» Assignment: In the listing below, the lines from the first through the one with "locate autumn tree?" are to be copied word for word.

» Source information:
....

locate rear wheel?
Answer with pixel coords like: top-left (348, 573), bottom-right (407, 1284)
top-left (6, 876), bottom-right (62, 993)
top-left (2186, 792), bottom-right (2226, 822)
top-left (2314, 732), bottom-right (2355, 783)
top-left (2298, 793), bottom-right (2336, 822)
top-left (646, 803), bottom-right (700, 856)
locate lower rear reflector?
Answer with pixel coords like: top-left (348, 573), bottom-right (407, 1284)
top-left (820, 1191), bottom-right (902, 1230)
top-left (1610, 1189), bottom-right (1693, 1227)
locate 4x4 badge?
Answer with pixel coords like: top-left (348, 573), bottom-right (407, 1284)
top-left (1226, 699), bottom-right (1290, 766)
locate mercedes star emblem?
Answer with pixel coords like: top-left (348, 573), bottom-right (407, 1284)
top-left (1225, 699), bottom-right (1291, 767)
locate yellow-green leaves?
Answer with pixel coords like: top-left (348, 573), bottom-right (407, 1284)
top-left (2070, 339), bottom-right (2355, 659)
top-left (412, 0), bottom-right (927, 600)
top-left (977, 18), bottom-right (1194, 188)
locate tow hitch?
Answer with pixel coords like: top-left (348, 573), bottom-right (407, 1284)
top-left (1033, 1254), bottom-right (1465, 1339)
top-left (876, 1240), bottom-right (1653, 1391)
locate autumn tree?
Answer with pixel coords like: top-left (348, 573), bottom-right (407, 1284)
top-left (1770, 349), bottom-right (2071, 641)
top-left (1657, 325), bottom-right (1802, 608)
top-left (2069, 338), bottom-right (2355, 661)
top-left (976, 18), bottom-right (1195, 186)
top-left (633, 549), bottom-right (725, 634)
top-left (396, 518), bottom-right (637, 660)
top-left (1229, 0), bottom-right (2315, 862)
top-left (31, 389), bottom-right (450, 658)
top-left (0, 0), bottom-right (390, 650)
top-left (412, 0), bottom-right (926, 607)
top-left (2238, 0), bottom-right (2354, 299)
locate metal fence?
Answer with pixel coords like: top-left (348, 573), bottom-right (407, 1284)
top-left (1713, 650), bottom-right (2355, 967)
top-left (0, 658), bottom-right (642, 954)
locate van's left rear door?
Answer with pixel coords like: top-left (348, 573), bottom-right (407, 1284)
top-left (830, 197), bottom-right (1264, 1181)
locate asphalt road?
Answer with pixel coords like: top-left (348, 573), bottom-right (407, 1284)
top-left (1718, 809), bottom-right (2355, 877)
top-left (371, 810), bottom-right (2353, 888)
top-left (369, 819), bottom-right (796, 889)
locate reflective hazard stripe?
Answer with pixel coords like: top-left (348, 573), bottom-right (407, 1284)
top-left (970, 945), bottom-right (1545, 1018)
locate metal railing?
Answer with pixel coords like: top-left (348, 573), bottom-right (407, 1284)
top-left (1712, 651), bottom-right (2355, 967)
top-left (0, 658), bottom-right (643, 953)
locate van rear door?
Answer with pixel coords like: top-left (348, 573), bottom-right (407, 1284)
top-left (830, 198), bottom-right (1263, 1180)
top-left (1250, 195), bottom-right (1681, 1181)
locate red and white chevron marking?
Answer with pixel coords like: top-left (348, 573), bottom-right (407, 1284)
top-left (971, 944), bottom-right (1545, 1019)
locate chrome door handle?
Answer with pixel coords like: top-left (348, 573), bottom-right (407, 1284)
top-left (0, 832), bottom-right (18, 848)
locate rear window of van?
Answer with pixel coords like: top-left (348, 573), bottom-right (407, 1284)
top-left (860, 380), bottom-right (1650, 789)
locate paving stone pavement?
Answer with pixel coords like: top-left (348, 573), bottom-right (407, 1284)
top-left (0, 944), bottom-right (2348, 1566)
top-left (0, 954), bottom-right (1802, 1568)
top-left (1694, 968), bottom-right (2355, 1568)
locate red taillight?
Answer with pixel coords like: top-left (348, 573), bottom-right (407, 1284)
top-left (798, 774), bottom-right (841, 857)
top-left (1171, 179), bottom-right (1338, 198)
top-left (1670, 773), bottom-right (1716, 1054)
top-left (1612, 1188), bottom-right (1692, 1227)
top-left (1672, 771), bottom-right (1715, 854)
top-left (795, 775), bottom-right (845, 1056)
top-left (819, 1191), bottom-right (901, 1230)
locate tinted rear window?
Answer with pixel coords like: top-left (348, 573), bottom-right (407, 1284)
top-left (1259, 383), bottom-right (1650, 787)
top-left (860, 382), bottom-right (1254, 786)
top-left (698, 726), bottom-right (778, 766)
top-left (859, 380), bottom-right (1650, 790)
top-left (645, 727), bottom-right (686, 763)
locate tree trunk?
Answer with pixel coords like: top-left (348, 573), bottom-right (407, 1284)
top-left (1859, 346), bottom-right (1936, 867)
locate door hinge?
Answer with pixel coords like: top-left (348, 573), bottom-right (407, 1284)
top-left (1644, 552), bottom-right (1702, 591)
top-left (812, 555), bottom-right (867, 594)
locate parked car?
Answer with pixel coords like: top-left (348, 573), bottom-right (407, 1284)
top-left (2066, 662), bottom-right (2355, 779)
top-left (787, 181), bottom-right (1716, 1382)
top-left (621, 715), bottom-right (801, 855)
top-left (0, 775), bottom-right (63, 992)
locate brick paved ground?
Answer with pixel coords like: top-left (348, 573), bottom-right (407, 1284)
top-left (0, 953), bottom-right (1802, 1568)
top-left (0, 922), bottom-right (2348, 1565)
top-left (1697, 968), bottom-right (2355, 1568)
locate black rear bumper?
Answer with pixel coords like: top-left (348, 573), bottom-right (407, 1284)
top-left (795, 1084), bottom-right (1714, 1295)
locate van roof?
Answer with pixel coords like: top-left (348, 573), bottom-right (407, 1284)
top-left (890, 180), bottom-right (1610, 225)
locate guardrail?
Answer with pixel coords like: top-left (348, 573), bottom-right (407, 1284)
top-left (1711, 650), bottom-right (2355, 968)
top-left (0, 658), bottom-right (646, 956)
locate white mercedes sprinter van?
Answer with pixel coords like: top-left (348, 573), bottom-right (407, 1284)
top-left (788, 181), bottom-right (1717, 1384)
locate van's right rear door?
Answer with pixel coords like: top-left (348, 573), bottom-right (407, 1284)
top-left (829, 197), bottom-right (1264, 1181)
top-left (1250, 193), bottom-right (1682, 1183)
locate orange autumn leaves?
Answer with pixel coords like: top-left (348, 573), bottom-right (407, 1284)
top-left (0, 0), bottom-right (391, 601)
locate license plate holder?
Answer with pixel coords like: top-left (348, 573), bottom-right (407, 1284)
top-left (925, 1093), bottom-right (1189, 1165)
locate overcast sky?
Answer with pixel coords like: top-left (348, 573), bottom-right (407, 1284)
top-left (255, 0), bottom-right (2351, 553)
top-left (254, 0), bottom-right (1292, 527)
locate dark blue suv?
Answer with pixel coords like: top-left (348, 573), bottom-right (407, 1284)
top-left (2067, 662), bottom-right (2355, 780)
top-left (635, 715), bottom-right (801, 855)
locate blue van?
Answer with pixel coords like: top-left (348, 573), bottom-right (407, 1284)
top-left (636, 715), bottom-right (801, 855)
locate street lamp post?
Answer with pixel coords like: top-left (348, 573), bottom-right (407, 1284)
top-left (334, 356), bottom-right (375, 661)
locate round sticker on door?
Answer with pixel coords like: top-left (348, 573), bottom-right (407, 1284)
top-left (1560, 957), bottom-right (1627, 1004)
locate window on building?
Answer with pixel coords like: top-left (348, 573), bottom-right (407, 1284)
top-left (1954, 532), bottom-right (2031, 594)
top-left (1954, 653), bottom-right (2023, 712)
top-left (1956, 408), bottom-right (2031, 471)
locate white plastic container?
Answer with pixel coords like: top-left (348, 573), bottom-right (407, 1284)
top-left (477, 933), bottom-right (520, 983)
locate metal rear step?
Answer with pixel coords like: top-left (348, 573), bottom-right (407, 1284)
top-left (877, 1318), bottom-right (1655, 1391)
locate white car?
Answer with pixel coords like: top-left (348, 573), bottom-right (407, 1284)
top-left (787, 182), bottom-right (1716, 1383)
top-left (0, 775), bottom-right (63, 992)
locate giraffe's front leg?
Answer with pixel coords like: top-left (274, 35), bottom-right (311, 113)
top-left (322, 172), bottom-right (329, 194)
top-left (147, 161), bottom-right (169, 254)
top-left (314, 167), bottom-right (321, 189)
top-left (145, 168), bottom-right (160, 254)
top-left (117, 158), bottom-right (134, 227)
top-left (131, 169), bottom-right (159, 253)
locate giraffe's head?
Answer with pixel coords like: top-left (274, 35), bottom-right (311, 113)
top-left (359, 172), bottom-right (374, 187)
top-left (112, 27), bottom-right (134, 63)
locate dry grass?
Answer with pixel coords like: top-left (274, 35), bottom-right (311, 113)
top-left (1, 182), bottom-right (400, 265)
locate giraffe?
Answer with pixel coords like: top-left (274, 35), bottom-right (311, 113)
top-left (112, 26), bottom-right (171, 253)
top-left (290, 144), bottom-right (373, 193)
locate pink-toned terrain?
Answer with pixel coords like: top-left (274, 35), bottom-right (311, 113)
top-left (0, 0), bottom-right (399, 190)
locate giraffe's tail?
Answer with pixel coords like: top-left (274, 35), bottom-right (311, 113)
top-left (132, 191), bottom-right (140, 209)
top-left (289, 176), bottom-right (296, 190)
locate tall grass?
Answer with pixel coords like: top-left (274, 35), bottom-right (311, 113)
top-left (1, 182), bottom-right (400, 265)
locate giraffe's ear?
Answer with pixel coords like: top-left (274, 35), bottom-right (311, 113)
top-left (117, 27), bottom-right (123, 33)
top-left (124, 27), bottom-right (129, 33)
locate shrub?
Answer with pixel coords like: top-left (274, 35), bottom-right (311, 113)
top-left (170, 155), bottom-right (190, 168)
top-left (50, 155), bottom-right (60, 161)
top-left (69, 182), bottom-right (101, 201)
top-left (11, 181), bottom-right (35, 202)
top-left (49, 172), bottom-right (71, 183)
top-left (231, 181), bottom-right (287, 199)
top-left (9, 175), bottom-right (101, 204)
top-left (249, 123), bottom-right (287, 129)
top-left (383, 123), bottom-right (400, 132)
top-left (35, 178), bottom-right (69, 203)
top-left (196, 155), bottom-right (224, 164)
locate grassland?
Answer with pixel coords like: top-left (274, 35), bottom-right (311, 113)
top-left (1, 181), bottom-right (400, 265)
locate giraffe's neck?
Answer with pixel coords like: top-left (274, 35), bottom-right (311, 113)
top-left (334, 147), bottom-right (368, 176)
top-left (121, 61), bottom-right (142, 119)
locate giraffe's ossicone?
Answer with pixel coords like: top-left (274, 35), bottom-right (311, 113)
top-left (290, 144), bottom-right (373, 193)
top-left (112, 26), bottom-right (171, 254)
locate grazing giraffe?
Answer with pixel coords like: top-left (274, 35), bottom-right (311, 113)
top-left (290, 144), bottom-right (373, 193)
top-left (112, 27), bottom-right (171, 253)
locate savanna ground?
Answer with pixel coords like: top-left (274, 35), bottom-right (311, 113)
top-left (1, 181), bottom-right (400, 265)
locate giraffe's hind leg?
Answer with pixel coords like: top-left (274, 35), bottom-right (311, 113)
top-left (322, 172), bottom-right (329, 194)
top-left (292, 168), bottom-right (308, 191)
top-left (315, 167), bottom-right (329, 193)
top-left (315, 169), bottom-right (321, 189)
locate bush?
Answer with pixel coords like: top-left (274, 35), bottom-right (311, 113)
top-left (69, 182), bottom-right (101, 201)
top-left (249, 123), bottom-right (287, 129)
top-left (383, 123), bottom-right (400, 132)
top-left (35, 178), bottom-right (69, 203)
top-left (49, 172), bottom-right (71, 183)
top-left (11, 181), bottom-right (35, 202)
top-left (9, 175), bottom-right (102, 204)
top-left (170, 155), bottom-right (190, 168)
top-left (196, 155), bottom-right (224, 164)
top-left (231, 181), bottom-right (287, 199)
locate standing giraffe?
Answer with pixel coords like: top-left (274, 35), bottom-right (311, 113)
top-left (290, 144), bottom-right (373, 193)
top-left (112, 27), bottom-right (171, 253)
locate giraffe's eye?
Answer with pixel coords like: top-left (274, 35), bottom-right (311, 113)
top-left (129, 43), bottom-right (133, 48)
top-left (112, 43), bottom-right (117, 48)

....

» Task response:
locate rear wheel?
Answer with pixel coords like: top-left (348, 573), bottom-right (407, 1284)
top-left (6, 876), bottom-right (62, 993)
top-left (2186, 792), bottom-right (2226, 822)
top-left (2314, 732), bottom-right (2355, 783)
top-left (2298, 793), bottom-right (2336, 822)
top-left (646, 803), bottom-right (700, 856)
locate lower rear reflector?
Answer with pixel coords like: top-left (348, 573), bottom-right (407, 1284)
top-left (820, 1191), bottom-right (902, 1230)
top-left (1610, 1189), bottom-right (1693, 1227)
locate 4x4 badge?
Answer with pixel coords like: top-left (348, 573), bottom-right (407, 1284)
top-left (1226, 699), bottom-right (1290, 766)
locate mercedes star emblem?
Answer with pixel coords like: top-left (348, 573), bottom-right (407, 1284)
top-left (1225, 699), bottom-right (1291, 767)
locate yellow-green leaves?
Answer with pixel coords like: top-left (348, 573), bottom-right (407, 1284)
top-left (2070, 339), bottom-right (2355, 659)
top-left (412, 0), bottom-right (927, 600)
top-left (977, 18), bottom-right (1194, 188)
locate tow hitch?
Answer with pixel coords like: top-left (348, 573), bottom-right (407, 1284)
top-left (1033, 1254), bottom-right (1465, 1339)
top-left (876, 1240), bottom-right (1653, 1391)
locate autumn tree?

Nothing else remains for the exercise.